### [Given passage]
He explained that he was with the Canadian Immigration Bureau and needed to see my paperwork if I indeed was intending to work at the club this week. I told him I didn’t have any paperwork and he immediately asked me how I made it past the airport security check point and this would not be an easy problem to solve, since I had an opportunity to tell the truth but I chose to disregard Canadian rules and that meant I would be up for a big fine.

Not once did his eyes leave mine and he barely blinked as he got meaner and meaner in disposition. He kept asking questions like how long I intended to be in Canada and who I spoke to at the airport and I thought I was in big trouble. This went on for several minutes and then there was a period of uncomfortable silence. Then he flashed a wide grin and said "My name is Jack and I own the club. Welcome to Calgary. GOTCHA!" He certainly did.

Monday, June 26, 2006 -- Calgary, Alberta

It was travel day today, and a long one. Wake up time 5 a.m. I wrote a rent check, because I’ll be gone on the 1st and dug out my passport and airline ticket and double-checked for the trip.

I was all scrubbed and packed and headed out to catch a cab to the train station which would take me to the airport and it was pouring rain. I walked soaked one block to Clark Street but there was a cab there within 30 seconds. That’s a great part about Chicago.

The driver was super nice. He’s from Iraq and gave me a real insight as to what’s really going on over there. He has been here 25 years but still has lots of family over there and is in touch with them constantly. He went on and on how this is the land of opportunity and how he has built a wonderful life for himself and his family over here and is now a citizen.

It was a learning experience to hear about what it was like to grow up over there and he was just so grateful to be here and it was contagious.  It made me very thankful for what I have and his enthusiasm and positivity radiated off of him. My tip made his eyes light up.

Stored data:
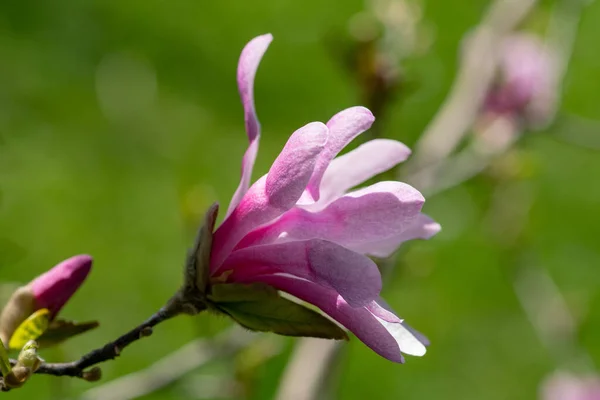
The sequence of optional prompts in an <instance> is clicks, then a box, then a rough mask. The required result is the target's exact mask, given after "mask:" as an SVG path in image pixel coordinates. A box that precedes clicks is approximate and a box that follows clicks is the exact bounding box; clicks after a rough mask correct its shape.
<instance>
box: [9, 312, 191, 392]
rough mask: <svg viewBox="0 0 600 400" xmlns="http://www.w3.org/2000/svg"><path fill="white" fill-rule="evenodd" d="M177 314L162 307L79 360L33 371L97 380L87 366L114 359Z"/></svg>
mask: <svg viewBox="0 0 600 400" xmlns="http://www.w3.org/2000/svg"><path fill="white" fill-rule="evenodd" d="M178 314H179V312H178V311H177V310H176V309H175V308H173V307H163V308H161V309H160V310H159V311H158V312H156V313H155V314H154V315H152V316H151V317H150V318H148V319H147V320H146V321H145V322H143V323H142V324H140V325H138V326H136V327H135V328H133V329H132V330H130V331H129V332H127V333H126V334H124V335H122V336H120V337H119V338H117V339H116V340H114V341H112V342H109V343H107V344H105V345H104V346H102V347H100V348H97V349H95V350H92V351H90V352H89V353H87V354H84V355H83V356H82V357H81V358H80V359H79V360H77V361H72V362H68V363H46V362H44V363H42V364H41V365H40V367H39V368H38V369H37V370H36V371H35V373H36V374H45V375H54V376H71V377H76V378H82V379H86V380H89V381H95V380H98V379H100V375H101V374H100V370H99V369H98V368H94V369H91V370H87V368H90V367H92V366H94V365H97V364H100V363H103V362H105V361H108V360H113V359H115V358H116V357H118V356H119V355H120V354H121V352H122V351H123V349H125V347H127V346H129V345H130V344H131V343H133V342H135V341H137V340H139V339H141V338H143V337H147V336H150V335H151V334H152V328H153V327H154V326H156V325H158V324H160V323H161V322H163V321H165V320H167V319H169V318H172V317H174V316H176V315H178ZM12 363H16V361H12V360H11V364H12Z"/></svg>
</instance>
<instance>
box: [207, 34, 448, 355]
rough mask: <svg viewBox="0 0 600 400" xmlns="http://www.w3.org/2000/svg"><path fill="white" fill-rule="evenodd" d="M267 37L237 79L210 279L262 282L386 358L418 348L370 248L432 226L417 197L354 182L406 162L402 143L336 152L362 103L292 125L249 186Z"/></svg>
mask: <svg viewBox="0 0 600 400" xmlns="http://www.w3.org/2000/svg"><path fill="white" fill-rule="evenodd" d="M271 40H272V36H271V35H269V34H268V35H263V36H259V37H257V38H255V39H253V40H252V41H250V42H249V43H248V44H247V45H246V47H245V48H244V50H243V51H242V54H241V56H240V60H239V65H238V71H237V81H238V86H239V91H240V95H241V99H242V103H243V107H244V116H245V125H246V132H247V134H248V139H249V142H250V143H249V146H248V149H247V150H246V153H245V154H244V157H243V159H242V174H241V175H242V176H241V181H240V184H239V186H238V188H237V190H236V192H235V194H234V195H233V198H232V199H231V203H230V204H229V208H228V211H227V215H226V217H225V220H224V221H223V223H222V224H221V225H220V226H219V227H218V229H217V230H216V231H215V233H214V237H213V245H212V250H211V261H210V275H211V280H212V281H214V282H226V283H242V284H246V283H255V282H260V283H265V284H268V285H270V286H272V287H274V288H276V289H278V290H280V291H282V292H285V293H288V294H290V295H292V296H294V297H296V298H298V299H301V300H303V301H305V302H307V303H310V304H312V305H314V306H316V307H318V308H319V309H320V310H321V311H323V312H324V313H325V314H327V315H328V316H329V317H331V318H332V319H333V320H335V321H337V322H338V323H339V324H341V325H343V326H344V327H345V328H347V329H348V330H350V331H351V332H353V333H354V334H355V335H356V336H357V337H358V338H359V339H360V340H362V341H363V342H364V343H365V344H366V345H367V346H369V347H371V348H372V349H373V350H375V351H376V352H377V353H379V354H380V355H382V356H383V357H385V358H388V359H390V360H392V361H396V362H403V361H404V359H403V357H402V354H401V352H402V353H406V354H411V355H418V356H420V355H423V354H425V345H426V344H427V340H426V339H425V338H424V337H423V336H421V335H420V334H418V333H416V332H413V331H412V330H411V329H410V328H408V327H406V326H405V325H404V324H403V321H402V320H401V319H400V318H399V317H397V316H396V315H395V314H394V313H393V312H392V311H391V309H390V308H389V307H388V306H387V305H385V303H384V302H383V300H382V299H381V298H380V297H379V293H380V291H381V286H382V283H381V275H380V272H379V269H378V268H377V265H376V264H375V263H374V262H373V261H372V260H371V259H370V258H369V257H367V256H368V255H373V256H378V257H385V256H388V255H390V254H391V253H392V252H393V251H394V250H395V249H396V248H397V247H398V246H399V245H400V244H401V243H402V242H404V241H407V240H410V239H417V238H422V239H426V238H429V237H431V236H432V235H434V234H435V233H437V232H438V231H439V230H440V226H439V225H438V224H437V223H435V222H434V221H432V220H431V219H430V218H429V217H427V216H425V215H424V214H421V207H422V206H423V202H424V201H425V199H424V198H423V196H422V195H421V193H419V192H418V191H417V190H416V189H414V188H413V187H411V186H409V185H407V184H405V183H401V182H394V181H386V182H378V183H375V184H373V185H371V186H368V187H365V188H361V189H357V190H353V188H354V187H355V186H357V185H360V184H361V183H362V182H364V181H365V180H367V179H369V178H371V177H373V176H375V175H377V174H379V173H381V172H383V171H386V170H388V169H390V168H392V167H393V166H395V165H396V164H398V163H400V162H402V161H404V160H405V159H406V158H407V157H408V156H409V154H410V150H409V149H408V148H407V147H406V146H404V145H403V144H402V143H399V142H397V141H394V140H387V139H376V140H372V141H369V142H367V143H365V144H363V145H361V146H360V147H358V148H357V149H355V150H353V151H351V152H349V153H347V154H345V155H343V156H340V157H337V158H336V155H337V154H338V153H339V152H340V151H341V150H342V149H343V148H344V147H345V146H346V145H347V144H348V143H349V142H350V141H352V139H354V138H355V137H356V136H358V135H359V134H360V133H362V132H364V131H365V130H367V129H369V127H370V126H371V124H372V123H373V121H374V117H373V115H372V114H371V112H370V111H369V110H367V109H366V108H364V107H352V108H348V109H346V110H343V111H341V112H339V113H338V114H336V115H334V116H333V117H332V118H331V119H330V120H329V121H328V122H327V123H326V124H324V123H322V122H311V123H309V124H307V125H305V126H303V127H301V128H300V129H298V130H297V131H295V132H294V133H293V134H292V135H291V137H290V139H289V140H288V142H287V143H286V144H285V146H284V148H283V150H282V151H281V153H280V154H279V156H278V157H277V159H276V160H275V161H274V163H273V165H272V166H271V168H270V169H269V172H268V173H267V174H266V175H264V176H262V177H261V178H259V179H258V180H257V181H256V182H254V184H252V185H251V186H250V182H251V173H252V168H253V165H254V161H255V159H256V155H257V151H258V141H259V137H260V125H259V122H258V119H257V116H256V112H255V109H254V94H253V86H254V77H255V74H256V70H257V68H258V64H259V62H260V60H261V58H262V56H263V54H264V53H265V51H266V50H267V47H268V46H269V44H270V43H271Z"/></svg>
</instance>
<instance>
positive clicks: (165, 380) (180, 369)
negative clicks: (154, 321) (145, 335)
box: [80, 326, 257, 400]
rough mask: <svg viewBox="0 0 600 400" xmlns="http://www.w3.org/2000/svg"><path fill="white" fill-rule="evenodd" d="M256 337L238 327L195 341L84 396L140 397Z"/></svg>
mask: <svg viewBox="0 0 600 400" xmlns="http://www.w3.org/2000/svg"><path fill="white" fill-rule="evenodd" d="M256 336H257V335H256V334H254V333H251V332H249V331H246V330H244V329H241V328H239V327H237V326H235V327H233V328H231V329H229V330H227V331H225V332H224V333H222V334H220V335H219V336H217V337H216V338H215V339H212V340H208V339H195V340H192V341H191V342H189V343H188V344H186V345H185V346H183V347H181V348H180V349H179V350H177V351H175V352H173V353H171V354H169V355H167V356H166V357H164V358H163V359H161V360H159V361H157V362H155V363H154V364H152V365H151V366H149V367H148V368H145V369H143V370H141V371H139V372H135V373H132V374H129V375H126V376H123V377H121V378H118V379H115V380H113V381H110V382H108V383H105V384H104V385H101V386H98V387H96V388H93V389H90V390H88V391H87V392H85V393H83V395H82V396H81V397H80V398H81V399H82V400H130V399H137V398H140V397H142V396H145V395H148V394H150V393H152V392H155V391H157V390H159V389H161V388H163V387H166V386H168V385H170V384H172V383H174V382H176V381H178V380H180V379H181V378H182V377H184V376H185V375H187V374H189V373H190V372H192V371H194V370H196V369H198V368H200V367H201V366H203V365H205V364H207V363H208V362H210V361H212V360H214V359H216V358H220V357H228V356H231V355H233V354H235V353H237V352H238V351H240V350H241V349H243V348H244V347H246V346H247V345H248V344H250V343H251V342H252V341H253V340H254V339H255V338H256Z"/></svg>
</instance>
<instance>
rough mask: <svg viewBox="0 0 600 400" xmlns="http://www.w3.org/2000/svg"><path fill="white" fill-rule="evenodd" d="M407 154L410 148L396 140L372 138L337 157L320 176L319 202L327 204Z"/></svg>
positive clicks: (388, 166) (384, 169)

### [Exercise instructions]
1. Answer these from the travel diary:
(a) At what time did the writer wake up on travel day?
(b) How many years has the cab driver lived here?
(c) What name did the man who questioned the writer give?
2. List every proper place name that appears in the travel diary.
3. Summarize the travel diary in two sentences.
Nothing in the listing is needed for this work.

### [Outputs for the tasks]
1.
(a) 5 a.m.
(b) 25 years
(c) Jack

2. Canada, Calgary, Alberta, Clark Street, Chicago, Iraq

3. A man who says he is with the Canadian Immigration Bureau questions the writer about missing work paperwork and warns of a big fine, then grins and reveals he is Jack, the owner of the club, welcoming the writer to Calgary with "GOTCHA!" A dated entry describes a long travel day that began at 5 a.m. in pouring rain, and during it a cab driver from Iraq spoke so gratefully of the life he has built here that the writer felt very thankful.